[Text provided start]
Let’s talk counteroffers. Over the last twenty people I have placed at HireStrong, eighteen have received counteroffers. The most recent candidate received one of the highest counteroffers I have ever seen; now that I think about it, she did receive the highest counteroffer of the candidates I’ve placed. Thankfully for me, she turned it down, unlike the other candidate I almost placed five years ago. I’ll use this example in this article to talk about how to deal with counteroffers.

The time to start talking about counteroffers is in the first conversation you have when profiling the candidate. Typically I spend an hour on the phone with candidates. A considerable part of that conversation is discussing their susceptibility to counteroffers. If they tell me they’d consider them, I take note, and usually, continue representing them. Unless on a scale from one to ten it’s an eight they’ll accept a counteroffer. If that happens, I move onto advising them about how to ask for what they want.

I’ll ask questions such as why they are considering leaving their current employer, what would they have to do to keep you, what happens if they give you what you just stated in a counteroffer, have you asked your current employer for these things you want to see changed, and more.

I then will cover the risk of accepting counteroffers. The company didn’t have this money planned to spend until you tried to quit, and therefore they will look at you when hard times come, and they need to cut costs. I’ll also give an allegory about “would you cheat on your wife/husband and then change your mind after informing them of your infidelity and intention to leave. How would your relationship change?” Feel free to use your allegory or mine; they are very useful in getting individuals to think about the repercussions of their actions and how things will feel afterwards.

I did all of these and more discussing the risks of taking a counteroffer. When it came to this particular candidate who had been with her employer for over a decade, she got a counteroffer for a raise from $95,000 to $165,000 and a promotion to Engineering Manager with a relocation to California. Initially, they offered her, $125,000, and she almost accepted that offer! I had to pull out all the stops re-discussing what we already covered, including the “Why would they pay you so much more when they wouldn’t before?” (She had already asked for a raise, and they gave her a raise just a week before getting my offer). She went back to them discussing all the concerns I brought up which included the cost of living increases, what would her husband do when she relocated (apparently go back and work for the company as he used to work there), state of income taxes, so she asked for an $80,000 raise, and they came back with a $60,000 raise.

Why did she end up rejecting the offer? They pay their engineers the same in California than they do in Texas, which she found out from their HR, and so she felt slighted because they could have always been paying her more and she already felt undervalued and underpaid. They were also “creating” the Engineering Manager position. All the issues we discussed before if they weren’t already paying when you asked for it before a counteroffer, why accept it afterward; what happens in a downturn when they didn’t need this manager role in the first place, and they couldn’t afford it before, etc.
[Text provided end]
[Given records start]
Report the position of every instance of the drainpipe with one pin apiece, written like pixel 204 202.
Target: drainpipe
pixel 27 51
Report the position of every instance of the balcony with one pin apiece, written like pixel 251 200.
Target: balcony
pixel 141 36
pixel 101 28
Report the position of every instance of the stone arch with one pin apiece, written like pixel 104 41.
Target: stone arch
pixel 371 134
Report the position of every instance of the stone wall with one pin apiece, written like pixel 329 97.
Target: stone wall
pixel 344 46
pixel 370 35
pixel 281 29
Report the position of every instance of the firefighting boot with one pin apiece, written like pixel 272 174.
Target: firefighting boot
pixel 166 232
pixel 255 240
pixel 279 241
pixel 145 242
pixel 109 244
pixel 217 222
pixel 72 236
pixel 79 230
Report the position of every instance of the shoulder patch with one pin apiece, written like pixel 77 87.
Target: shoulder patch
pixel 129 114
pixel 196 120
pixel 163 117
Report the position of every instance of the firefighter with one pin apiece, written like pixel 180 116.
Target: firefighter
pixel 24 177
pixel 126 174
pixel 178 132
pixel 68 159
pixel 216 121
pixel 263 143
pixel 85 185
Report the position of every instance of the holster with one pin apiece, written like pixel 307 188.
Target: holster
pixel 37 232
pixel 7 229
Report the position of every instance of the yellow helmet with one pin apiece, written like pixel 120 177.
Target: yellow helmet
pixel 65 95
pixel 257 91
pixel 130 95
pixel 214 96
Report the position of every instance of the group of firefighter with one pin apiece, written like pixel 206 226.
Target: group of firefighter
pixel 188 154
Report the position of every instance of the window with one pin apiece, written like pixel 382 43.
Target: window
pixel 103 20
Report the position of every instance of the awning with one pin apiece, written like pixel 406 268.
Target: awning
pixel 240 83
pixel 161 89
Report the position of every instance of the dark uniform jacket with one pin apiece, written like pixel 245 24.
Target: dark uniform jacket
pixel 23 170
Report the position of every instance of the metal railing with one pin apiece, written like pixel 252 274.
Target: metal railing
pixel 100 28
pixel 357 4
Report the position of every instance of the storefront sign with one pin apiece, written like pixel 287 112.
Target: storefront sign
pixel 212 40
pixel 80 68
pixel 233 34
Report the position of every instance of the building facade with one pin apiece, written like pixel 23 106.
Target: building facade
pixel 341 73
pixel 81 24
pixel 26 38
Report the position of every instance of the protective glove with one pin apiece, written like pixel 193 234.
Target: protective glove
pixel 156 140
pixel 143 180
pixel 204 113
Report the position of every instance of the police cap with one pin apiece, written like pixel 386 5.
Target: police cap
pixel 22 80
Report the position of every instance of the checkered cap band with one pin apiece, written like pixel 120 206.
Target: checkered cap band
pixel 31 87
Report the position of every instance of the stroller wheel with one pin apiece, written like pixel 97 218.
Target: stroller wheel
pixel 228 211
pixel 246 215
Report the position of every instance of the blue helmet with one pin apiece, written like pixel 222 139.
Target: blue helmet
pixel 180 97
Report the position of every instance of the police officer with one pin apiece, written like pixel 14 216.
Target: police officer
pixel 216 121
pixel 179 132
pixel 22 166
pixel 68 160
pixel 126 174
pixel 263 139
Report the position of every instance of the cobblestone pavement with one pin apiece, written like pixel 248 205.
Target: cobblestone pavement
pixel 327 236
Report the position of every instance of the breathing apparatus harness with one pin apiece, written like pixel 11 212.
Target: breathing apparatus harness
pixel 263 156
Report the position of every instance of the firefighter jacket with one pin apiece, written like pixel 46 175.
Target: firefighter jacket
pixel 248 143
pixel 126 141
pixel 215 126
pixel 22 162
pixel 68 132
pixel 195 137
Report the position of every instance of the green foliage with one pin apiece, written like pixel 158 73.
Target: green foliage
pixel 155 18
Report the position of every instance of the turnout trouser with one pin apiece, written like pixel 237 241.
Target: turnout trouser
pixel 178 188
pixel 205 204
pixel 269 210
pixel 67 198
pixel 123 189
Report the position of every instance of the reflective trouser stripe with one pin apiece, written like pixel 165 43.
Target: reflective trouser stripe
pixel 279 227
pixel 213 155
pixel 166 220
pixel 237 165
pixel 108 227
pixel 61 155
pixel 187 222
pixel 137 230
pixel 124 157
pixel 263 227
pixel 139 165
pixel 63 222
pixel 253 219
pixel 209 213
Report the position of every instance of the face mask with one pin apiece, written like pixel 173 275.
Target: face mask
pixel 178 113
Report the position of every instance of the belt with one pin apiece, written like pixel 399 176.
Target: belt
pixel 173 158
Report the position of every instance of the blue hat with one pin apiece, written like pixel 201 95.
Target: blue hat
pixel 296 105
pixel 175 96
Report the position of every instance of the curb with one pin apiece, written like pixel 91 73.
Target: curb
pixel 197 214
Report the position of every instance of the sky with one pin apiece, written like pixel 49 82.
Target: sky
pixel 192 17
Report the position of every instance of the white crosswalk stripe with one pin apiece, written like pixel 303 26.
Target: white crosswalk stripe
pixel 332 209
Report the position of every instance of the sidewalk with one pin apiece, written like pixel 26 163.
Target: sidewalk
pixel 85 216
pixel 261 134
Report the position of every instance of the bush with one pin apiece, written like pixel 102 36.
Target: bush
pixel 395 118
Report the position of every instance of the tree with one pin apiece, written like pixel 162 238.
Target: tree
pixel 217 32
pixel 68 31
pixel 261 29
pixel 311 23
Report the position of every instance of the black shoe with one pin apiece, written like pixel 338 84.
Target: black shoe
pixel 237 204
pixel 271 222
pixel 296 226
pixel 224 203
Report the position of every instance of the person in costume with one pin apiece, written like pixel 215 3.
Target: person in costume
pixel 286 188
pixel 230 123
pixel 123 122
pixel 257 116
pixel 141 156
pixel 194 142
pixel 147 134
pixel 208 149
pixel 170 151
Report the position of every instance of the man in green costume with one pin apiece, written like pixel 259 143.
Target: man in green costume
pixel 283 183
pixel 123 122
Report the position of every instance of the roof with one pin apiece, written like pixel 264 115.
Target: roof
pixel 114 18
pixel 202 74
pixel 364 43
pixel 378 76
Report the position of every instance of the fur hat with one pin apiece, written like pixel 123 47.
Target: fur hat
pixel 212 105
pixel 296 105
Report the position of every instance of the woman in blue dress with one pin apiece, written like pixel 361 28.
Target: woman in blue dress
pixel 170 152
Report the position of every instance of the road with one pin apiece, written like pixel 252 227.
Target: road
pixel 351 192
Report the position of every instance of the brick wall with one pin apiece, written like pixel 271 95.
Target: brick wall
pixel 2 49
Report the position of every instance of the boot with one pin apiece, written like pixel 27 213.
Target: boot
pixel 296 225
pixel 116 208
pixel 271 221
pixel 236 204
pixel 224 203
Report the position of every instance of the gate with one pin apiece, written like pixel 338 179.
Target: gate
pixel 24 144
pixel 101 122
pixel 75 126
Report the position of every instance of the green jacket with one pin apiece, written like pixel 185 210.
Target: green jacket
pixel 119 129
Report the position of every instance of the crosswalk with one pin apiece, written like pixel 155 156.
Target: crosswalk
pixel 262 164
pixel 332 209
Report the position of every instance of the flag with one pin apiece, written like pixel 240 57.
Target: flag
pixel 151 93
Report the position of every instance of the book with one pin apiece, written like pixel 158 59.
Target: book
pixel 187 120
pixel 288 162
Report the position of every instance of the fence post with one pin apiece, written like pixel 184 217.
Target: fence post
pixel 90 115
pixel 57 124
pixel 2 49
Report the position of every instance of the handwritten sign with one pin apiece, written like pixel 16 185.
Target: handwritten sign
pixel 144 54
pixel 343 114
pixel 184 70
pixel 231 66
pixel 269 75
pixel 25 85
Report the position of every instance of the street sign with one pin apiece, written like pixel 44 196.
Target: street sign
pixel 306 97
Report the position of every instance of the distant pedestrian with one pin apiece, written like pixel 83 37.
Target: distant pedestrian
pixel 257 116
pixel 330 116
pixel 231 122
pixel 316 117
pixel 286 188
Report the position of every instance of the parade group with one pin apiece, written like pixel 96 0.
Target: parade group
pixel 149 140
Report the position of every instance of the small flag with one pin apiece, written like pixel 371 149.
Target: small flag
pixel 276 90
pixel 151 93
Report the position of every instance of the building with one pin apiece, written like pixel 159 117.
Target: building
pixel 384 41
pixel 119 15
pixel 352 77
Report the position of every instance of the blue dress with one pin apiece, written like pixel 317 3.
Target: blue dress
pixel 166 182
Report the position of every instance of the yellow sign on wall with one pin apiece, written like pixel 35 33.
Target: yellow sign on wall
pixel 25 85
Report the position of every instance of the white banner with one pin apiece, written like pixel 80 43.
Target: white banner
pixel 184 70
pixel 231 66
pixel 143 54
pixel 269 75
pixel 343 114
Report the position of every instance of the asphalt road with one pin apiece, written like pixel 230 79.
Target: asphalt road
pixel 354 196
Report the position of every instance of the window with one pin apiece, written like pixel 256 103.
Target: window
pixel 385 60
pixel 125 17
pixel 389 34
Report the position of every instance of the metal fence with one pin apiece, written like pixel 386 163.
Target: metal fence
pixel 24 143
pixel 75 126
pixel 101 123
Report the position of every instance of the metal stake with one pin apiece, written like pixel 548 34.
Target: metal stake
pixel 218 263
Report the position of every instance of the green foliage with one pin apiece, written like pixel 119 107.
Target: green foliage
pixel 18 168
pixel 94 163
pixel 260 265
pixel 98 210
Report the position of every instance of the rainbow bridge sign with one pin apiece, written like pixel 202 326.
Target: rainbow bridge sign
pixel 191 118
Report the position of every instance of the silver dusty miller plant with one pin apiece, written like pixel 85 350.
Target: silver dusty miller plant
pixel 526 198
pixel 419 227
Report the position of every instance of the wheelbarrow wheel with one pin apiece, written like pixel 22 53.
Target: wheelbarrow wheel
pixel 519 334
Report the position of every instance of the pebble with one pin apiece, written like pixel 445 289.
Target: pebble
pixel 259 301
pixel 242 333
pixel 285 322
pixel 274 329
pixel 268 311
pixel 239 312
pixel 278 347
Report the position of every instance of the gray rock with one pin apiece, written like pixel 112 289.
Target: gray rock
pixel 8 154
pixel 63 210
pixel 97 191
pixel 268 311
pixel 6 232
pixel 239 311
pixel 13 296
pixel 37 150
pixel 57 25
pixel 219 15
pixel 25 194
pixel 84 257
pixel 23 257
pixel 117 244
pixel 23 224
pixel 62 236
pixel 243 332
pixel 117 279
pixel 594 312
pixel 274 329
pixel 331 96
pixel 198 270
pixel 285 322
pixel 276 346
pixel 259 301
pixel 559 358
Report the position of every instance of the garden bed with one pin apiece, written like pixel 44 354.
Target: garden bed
[Given records end]
Given exercise 1:
Find every line in the records that contains the string "patch", and copy each of those lines.
Given exercise 2:
Take the text on handling counteroffers further, picking up right after its final sentence.

Expected output 1:
Report the position of every instance of the shoulder patch with one pin apiece, written like pixel 77 87.
Target: shoulder patch

Expected output 2:
The advantage of having discussed this previously is to prepare their thought process and “plant seeds” that will grow. Hit on that pain point for why they were looking to leave in the first place; this particular candidate was a five out of ten urgency as she really wasn’t looking for better opportunities and they needed to be in a specific type of company of which mine was not. But through time we found out more information that made this job more appealing to her as I discussed what it was and how it would fix her current situation.

Because I had already prepared her for what to expect with counteroffers and how to deal with them (I try to get my candidates to turn in their two weeks shutting the door for counteroffers right away, not working this past year because of market), none of the information I brought up was new and it was more of a reminder for why they are dangerous. But it was also a reminder to her about all the reasons she wanted to leave and why my opportunity would get her where she wants in her career.

If you wait to have the counteroffer discussion after-the-fact, then you’re going to look self-serving. What you say will come across as a “sales pitch” rather than genuine advice. I’ve placed 160+ people over the past seven years, and I’ve only had six counteroffers accepted. And yes, I get to use those examples too when discussing with new candidates as most regret their decision. Don’t be afraid to use your experience when speaking with candidates. If you’re new to this industry use your colleagues’ horror stories.

The next time you represent a candidate make sure you have already found out the reasons they want to leave. Discuss the risk of counteroffers. Keep highlighting the advantages of your role and company over their situation and how it will change their pain points.